Task brief.
Print nothing except the lines of the listing below from the line with "Target: person's bare leg" to the line with "Target: wispy cloud", each exactly as written, both ends included.
== == ==
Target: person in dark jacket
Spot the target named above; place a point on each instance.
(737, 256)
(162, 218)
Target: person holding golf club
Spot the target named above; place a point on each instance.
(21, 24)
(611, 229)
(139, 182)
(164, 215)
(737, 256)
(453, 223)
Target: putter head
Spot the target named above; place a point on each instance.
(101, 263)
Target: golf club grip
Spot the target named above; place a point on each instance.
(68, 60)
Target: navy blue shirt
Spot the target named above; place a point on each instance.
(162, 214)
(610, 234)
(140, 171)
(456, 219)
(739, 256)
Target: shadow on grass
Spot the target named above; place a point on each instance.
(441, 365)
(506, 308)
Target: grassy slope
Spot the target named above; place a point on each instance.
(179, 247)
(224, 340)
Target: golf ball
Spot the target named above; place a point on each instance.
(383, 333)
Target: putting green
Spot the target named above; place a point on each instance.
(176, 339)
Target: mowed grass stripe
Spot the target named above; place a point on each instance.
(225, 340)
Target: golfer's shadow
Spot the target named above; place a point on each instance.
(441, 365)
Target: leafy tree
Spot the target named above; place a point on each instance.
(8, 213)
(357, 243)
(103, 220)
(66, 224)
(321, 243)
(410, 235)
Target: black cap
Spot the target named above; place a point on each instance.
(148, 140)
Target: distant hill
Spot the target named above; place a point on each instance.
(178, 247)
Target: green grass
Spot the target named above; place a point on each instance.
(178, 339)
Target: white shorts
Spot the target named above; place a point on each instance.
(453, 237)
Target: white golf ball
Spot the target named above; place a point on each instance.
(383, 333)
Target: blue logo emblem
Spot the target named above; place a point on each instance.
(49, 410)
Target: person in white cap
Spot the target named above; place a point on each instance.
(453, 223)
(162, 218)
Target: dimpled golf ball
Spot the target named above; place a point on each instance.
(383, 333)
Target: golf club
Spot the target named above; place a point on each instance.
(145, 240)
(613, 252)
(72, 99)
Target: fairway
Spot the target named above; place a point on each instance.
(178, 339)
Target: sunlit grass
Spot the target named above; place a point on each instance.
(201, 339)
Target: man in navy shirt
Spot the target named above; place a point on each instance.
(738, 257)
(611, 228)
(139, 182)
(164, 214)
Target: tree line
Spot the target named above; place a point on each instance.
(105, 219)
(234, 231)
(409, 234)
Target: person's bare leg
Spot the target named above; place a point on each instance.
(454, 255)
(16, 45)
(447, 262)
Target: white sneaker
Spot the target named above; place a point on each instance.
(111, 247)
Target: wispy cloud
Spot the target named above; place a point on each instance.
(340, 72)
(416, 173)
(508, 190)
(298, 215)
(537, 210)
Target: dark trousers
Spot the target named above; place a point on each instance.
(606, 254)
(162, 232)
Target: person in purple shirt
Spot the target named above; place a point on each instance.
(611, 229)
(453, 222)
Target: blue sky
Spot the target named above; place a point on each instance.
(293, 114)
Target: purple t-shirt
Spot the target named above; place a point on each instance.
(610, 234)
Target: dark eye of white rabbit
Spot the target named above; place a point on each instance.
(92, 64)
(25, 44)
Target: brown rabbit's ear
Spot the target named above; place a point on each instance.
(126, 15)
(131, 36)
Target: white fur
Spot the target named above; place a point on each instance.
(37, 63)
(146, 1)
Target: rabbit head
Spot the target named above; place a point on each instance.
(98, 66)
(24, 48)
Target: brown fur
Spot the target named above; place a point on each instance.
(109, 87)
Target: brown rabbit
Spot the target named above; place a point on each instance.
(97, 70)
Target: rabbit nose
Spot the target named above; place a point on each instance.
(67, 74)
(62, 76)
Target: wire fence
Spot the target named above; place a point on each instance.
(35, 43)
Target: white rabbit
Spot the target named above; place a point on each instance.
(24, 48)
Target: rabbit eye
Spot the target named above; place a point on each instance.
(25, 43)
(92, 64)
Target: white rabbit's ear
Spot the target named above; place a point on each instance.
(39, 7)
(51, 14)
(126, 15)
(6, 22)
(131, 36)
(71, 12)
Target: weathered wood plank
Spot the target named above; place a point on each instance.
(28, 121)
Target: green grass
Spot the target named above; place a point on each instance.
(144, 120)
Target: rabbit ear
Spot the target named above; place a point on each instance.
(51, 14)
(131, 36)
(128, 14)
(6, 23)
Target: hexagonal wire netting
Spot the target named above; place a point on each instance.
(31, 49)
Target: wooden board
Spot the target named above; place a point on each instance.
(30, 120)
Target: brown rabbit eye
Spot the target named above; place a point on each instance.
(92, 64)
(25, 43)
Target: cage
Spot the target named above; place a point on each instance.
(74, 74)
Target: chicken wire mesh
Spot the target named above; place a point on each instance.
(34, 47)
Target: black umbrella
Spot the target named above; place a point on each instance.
== == ==
Answer area.
Target: person's bare leg
Spot the target named above; place a point on each instance.
(454, 255)
(16, 45)
(447, 262)
Target: white sneaker
Spot the target named above; place a point on each instance.
(111, 247)
Target: wispy cloud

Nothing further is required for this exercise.